* **Brief**: Beginning with the line containing "Target: small red flower in background" and ending with the last line of the entries below, copy each line exactly and nothing else.

------ Study material ------

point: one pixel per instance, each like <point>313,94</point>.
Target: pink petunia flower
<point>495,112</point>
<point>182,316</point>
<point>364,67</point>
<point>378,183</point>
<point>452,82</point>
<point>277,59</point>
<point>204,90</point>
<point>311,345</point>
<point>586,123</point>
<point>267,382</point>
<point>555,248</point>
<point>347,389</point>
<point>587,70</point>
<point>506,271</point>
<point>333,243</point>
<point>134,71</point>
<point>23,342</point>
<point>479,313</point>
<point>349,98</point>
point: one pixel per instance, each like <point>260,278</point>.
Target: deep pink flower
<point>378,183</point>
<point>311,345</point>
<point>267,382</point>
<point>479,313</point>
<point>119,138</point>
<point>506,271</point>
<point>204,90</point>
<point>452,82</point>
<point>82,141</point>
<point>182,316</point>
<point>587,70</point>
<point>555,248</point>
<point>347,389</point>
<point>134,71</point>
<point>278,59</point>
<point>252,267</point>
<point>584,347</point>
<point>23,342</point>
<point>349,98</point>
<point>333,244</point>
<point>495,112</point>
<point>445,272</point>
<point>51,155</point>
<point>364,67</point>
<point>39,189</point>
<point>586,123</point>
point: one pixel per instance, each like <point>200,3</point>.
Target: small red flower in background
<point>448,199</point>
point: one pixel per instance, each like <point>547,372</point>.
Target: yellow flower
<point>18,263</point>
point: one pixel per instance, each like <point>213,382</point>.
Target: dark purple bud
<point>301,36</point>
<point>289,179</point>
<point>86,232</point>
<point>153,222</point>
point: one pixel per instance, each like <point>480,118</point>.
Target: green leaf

------

* **Result of this task**:
Target: small red flower in background
<point>448,199</point>
point: one pixel per instance, each like <point>547,372</point>.
Target: yellow flower
<point>18,263</point>
point: one pixel per instance, each like <point>213,382</point>.
Target: dark purple bud
<point>301,36</point>
<point>289,179</point>
<point>86,232</point>
<point>153,222</point>
point: one pixel per instance, each like <point>480,118</point>.
Target: green leaf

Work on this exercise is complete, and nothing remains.